— start of Excerpt —

Puella Magi Madoka Magica: Averted to magnificent effect. Mami's death in Episode 3 happens completely out of nowhere. (And she's killed by a Monster of the Day, no less!) The suddenness makes it all the more shocking, and subsequent character deaths are also usually sudden.


Comicbooks[]


Films — Live-Action[]

  • Final Destination 2 has the sole character who survived the previous film taken out quite swiftly and suddenly.
  • Why did Star Wars 3 kill off Christopher Lee so anticlimactically, when 2 had shown him to be almost as good as Yoda?
    • It's inevitably going to be anticlimactic no matter what if it happens at the start of the movie. It was plenty dramatic, though, especially for everyone who has seen Return of the Jedi and knows how Luke's scene echoes Anakin's scene, only Luke made the right choice that Anakin got wrong.
    • The death of General Grievous was also rather abrupt.
      • It seems that the minions of Sidious are weak to having their hands unceremoniously cut off, and it's not that hard to do! Every dead character seems to have been taking badass suppression drugs. Sorry Kit Fisto, Aayla Secura, Ki-Adi-Mundi, and Plo Koon. You're awesome, but you're not important enough to the plot to get as prolonged a death scene as Padme.
    • Both Jango and his son/clone Boba are defeated almost embarrassingly quickly despite their hype, though in Boba's case, he survives.
  • The Lord of the Rings does the same thing again, to the same actor even, when Saruman, who had been the antagonist for the better part of the previous two movies, is disposed of rather unceremoniously at the beginning of the third. On the other hand, the entire point of the scene in the book, which is likely what the movie was trying to recreate in a somewhat briefer fashion, is that Saruman has been completely defeated by this point, and has no real power left except trying (and failing) to sow dissent among his foes (it's a bit more complicated than that in the book, but we are talking about a movie that was already over three hours long). I suspect it was sort of trying to show just how far he's fallen by that point.
    • Supposedly Christopher Lee insisted that Saruman's death not be overly dramatic, as he knew from WWII how the victim of a fatal backstab would behave...

— end of Excerpt —

Work to do:
**1.** Please list every character the excerpt on sudden character deaths apologizes to by name in its Star Wars section.
**2.** According to the excerpt on sudden character deaths, why did Christopher Lee supposedly insist that Saruman's death not be overly dramatic?
**3.** Extend the sudden-character-deaths excerpt past its final line about Christopher Lee and Saruman.

— start of Records provided —

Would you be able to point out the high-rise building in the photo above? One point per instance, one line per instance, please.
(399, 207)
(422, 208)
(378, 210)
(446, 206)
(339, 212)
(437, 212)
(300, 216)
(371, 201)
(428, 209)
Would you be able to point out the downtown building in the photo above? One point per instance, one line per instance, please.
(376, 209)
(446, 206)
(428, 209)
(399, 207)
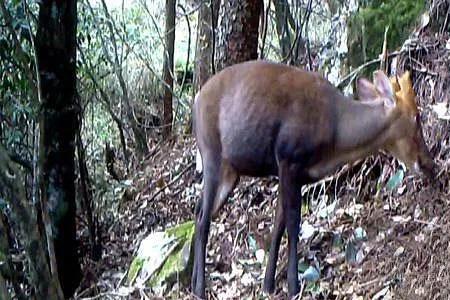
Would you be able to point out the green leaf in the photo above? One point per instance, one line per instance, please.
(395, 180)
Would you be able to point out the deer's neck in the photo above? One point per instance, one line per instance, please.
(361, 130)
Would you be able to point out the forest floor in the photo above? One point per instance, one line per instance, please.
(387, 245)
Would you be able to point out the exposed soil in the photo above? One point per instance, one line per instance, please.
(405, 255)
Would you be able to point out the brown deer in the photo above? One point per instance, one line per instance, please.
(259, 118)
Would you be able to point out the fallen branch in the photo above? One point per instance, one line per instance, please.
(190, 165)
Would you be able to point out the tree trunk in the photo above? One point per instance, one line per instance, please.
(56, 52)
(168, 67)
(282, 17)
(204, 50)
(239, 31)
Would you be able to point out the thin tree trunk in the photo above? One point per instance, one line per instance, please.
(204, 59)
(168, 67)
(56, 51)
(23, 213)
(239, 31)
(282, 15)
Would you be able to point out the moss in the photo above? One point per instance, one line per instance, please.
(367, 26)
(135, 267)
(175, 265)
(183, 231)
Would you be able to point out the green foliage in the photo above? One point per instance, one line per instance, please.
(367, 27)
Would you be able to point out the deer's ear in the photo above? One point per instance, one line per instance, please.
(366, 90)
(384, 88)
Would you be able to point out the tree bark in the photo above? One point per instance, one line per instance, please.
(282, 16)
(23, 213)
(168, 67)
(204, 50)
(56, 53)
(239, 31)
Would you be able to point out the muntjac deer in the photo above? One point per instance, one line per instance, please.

— end of Records provided —

Replies:
**1.** Kit Fisto, Aayla Secura, Ki-Adi-Mundi, Plo Koon

**2.** He knew from WWII how the victim of a fatal backstab would behave.

**3.**
    • Additionally, Saruman's death wasn't even present in the Theatrical Cut.
  • Brando's death in The Godfather is very anticlimactic. 8 shots in the back? No sweat. Playing hide and seek in a tomato garden? Deadly. They almost left that scene out of the movie, and were just going to skip on to his funeral.
  • Averted in National Treasure: After a distinct lack of frivolous deaths for the entire movie thus far, when one of the villain's mooks takes one wrong step and dies in the endgame, it has a lot more impact.
  • Jimmy Cagney in White Heat. "MADE IT, MA! TOP OF THE WORLD!"
  • Subverted by No Country for Old Men, which oddly kills off most of the numerous Red Shirts in a relatively graphic if unspectacular fashion onscreen without shying away but has all of the main characters, including the Decoy Protagonist, killed offscreen and in increasingly undramatic ways.
  • Averted with The Departed, which kills one of its three leading actors instantly with no warning whatsoever.
  • In The Matrix Revolutions, Trinity and Neo both receive exaggerated death scenes. Trinity is impaled by metal beams after she crashes a ship into the Machine City, and spends more than five minutes saying her goodbyes to Neo before dying, and as for the title character himself, he is carried away on a metal platform, while other machines look on, because he finally managed to destroy the entire Agent Smith program.
    • Of course he got an overly dramatic death scene. He's Jesus.
  • Aversions are used to good effect in Final Fantasy the Spirits Within. Humans are totally defenseless against spirits, so all it takes for someone to die is a single swipe from a possibly invisible spirit for them to suddenly collapse in a lifeless heap.
  • Played straight and subverted in Serenity, with the deaths of Book & Wash, respectively.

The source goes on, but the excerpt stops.